───── TASK DATA

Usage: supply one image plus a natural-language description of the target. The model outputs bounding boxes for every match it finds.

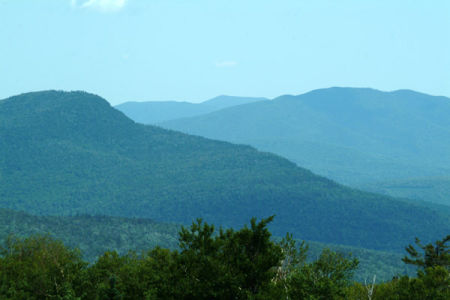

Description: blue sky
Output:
[0,0,450,104]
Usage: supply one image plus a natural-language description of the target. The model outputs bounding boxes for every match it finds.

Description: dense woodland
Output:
[0,218,450,300]
[0,209,415,282]
[157,88,450,200]
[0,91,450,251]
[0,91,450,299]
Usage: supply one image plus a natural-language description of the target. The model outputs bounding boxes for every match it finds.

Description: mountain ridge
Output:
[0,92,449,251]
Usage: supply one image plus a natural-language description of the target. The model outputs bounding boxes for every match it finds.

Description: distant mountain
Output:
[202,95,269,109]
[0,208,180,261]
[160,88,450,189]
[0,208,414,281]
[115,96,268,124]
[0,91,450,251]
[361,177,450,208]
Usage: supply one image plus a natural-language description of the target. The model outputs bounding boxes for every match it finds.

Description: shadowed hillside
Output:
[0,91,450,250]
[161,88,450,200]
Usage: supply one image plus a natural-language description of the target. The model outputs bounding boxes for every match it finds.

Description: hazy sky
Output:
[0,0,450,104]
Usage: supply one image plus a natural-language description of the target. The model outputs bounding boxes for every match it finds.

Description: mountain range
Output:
[0,91,450,251]
[158,88,450,205]
[115,95,268,124]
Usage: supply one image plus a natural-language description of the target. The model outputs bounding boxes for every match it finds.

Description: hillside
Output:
[0,91,450,251]
[360,177,450,207]
[160,88,450,190]
[0,209,414,281]
[115,96,267,124]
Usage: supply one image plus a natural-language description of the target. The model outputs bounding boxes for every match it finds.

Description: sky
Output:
[0,0,450,105]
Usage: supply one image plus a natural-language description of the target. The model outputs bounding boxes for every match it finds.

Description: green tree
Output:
[288,249,358,300]
[0,235,87,299]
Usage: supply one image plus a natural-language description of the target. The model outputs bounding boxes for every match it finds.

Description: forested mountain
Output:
[161,88,450,191]
[360,176,450,207]
[0,91,450,251]
[0,208,410,281]
[0,208,178,261]
[115,96,268,124]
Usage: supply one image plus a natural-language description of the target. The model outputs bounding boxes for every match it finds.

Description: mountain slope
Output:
[0,208,414,281]
[0,91,450,250]
[361,177,450,208]
[160,88,450,186]
[115,96,268,124]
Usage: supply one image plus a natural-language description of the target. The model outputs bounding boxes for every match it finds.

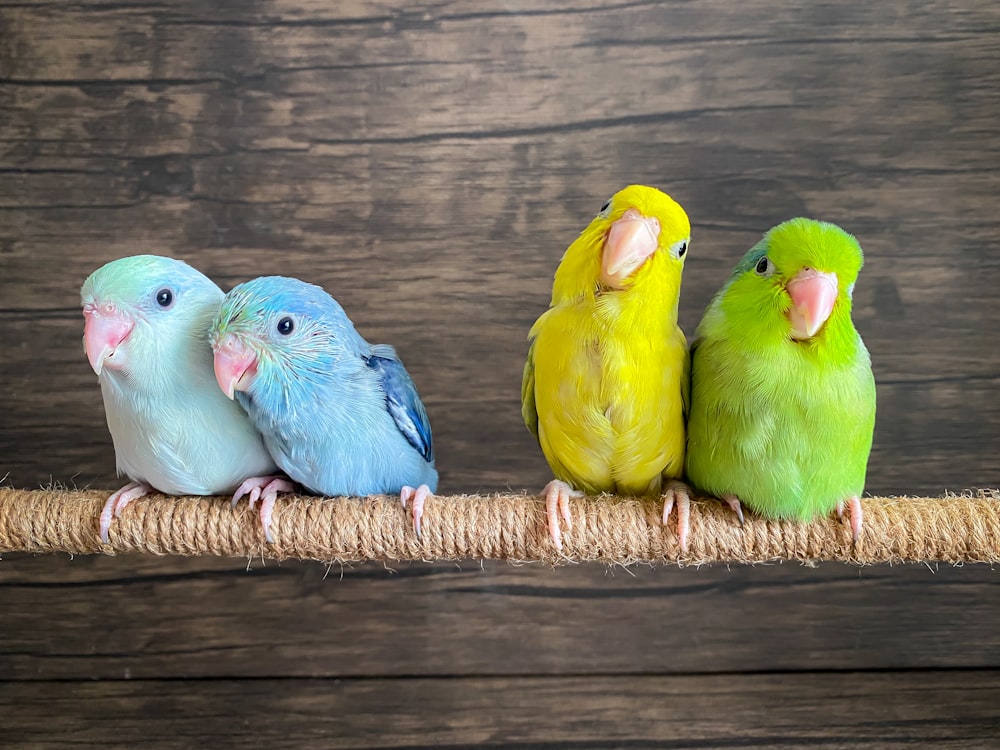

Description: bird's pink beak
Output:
[212,333,257,398]
[787,267,837,339]
[601,208,660,289]
[83,304,135,375]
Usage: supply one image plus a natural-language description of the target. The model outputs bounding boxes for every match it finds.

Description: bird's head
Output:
[80,255,223,379]
[210,276,360,398]
[553,185,691,302]
[723,218,864,341]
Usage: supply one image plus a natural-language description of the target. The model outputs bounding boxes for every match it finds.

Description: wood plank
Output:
[0,555,1000,680]
[0,671,1000,750]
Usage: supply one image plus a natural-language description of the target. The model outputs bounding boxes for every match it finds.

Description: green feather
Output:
[686,219,875,520]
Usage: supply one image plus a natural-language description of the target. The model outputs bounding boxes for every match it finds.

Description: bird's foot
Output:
[399,484,434,538]
[542,479,582,552]
[233,476,295,544]
[837,495,865,542]
[663,479,691,552]
[722,495,743,526]
[100,482,153,544]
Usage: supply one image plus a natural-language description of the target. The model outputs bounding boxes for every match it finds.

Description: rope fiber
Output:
[0,488,1000,565]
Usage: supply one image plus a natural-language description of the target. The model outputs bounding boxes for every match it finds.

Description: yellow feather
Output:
[522,185,691,494]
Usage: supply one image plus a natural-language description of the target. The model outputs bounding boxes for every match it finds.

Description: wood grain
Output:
[0,0,1000,748]
[0,3,1000,494]
[0,555,1000,679]
[0,671,1000,750]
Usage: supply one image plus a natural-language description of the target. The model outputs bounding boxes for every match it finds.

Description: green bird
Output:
[685,218,875,541]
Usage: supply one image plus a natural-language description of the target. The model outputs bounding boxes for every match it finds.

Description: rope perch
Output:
[0,489,1000,565]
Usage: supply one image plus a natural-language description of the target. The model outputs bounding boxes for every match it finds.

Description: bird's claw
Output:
[100,482,153,544]
[399,484,434,539]
[663,480,691,552]
[542,479,580,552]
[837,495,865,542]
[233,476,295,544]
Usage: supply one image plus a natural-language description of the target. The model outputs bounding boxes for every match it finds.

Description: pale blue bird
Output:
[80,255,276,542]
[212,276,438,541]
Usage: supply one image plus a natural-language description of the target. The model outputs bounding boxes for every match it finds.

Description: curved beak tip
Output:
[83,313,133,376]
[601,209,660,286]
[213,339,257,400]
[787,268,838,339]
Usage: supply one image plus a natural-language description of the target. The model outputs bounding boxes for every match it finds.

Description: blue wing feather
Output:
[365,345,434,462]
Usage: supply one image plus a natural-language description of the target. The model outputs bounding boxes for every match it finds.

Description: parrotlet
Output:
[686,218,875,540]
[521,185,691,549]
[212,276,438,541]
[80,255,276,542]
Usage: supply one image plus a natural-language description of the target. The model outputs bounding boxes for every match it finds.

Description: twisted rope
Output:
[0,489,1000,565]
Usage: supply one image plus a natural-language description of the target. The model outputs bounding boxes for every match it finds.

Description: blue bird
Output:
[80,255,276,542]
[211,276,438,542]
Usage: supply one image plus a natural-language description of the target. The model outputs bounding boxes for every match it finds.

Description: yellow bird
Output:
[521,185,691,549]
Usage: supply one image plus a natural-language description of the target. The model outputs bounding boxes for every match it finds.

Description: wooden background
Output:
[0,0,1000,749]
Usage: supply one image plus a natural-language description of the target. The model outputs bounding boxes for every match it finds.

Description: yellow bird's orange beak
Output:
[212,333,257,399]
[83,304,135,375]
[786,267,837,340]
[601,208,660,289]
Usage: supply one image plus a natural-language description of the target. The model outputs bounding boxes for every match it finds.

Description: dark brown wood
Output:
[0,555,1000,679]
[0,672,1000,750]
[0,0,1000,748]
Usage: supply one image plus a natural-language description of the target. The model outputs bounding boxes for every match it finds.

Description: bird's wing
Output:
[521,339,538,438]
[365,346,434,461]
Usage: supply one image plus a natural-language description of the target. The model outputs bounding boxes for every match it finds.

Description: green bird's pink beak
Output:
[83,304,135,375]
[212,333,257,398]
[786,267,837,340]
[601,208,660,289]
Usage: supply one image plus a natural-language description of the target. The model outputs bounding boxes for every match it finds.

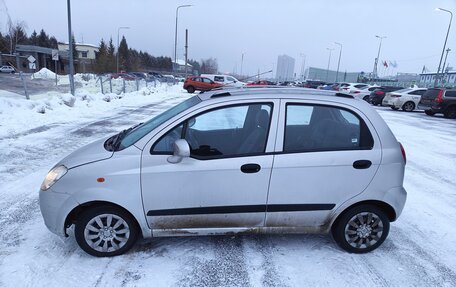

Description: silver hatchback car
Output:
[39,88,407,256]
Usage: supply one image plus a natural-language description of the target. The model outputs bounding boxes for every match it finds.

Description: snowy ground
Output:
[0,87,456,286]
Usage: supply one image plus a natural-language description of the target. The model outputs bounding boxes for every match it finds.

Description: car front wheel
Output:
[75,206,139,257]
[332,205,390,253]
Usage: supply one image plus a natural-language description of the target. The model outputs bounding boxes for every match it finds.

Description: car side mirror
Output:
[167,139,190,163]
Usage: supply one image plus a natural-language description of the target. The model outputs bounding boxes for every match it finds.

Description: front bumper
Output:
[40,188,78,236]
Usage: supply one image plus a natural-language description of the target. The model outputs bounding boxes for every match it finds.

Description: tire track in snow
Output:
[177,236,252,287]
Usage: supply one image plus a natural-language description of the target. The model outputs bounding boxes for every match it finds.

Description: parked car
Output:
[382,88,427,112]
[201,74,245,87]
[111,73,136,81]
[0,66,16,74]
[304,80,325,89]
[39,88,406,256]
[349,85,379,102]
[369,86,403,106]
[418,88,456,119]
[246,80,276,86]
[130,72,147,80]
[339,83,369,94]
[184,77,223,94]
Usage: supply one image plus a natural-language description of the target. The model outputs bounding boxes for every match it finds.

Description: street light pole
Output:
[434,8,453,87]
[239,53,244,77]
[116,27,130,73]
[67,0,74,96]
[173,5,193,69]
[325,48,334,82]
[334,42,342,83]
[372,35,386,78]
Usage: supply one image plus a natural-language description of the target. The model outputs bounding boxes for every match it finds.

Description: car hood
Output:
[58,138,114,168]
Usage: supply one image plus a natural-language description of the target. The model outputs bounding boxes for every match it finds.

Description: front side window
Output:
[119,96,201,150]
[152,103,272,159]
[283,104,373,152]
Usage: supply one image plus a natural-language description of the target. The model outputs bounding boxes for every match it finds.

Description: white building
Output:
[58,43,98,60]
[276,55,295,82]
[420,71,456,87]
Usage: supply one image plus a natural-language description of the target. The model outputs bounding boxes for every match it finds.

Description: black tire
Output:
[443,106,456,119]
[402,101,415,112]
[424,110,435,116]
[332,205,390,253]
[187,86,195,94]
[75,206,139,257]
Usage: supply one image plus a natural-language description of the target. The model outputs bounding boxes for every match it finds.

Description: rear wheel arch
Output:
[331,200,397,229]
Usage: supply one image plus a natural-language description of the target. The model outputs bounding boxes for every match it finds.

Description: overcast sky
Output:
[0,0,456,74]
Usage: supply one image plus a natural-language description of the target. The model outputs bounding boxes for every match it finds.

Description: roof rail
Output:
[211,92,231,99]
[336,93,355,99]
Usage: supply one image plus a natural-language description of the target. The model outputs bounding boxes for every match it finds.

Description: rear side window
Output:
[283,104,374,152]
[445,91,456,97]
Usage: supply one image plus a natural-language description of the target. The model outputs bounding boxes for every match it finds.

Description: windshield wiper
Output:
[111,123,143,151]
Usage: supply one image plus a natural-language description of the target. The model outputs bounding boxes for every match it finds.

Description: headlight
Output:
[41,165,68,191]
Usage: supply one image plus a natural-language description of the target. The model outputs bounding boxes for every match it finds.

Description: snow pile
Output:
[0,84,189,138]
[32,68,55,79]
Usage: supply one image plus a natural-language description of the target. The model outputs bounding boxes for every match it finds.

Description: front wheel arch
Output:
[65,201,143,237]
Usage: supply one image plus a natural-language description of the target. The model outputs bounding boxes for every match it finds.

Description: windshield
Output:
[395,88,412,93]
[117,96,201,150]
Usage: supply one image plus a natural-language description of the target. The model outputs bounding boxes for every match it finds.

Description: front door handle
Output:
[241,163,261,173]
[353,159,372,169]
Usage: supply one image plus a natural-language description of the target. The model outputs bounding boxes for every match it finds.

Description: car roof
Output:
[198,86,364,105]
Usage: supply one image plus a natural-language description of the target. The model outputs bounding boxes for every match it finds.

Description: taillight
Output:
[434,90,443,104]
[399,143,407,163]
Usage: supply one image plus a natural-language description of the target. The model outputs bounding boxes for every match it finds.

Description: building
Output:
[276,55,295,82]
[58,43,99,73]
[304,67,360,83]
[419,71,456,87]
[173,59,193,74]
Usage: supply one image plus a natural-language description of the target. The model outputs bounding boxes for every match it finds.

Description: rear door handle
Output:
[353,159,372,169]
[241,163,261,173]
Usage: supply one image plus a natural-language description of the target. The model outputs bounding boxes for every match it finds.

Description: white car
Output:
[382,88,427,112]
[349,85,379,102]
[339,83,369,94]
[39,88,407,256]
[201,74,245,87]
[0,66,16,74]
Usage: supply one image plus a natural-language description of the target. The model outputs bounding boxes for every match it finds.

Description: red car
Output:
[246,80,276,86]
[184,77,223,94]
[111,73,136,81]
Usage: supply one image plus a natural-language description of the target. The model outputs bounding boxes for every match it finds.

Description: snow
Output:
[0,85,456,286]
[32,68,55,79]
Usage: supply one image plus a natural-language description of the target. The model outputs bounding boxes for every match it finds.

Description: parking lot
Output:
[0,93,456,286]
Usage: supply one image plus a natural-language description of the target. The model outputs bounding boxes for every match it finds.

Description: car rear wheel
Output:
[443,106,456,119]
[75,206,139,257]
[402,101,415,112]
[424,110,435,116]
[187,86,195,94]
[332,205,390,253]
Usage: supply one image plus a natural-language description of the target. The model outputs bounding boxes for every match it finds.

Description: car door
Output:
[141,99,278,231]
[266,100,381,227]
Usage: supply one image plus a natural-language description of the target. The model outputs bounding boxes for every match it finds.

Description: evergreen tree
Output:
[117,36,130,71]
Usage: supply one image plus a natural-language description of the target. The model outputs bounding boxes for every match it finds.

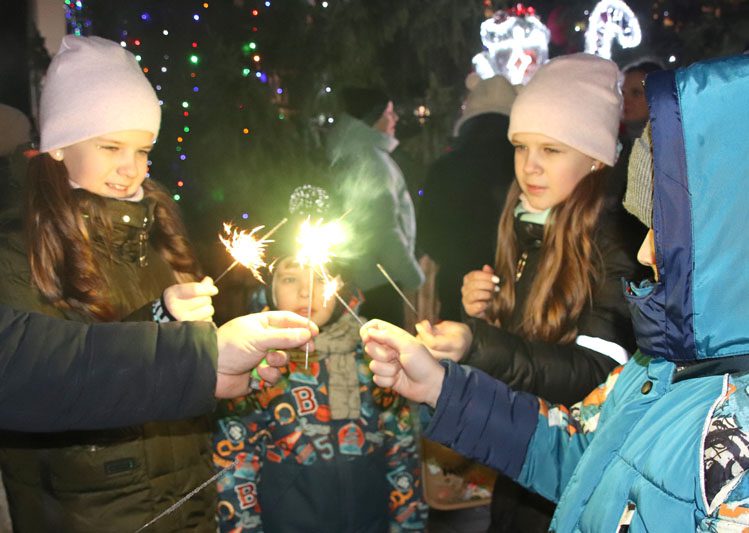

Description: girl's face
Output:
[273,257,335,327]
[637,229,659,281]
[50,130,154,198]
[512,133,602,211]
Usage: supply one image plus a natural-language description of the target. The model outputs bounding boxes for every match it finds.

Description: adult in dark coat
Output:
[0,305,310,431]
[416,75,515,320]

──────────

#### WORK INSTRUCTIONS
How many lines in the records contain the word "white"? Give only the number.

#### RESULT OF THIS EXERCISE
2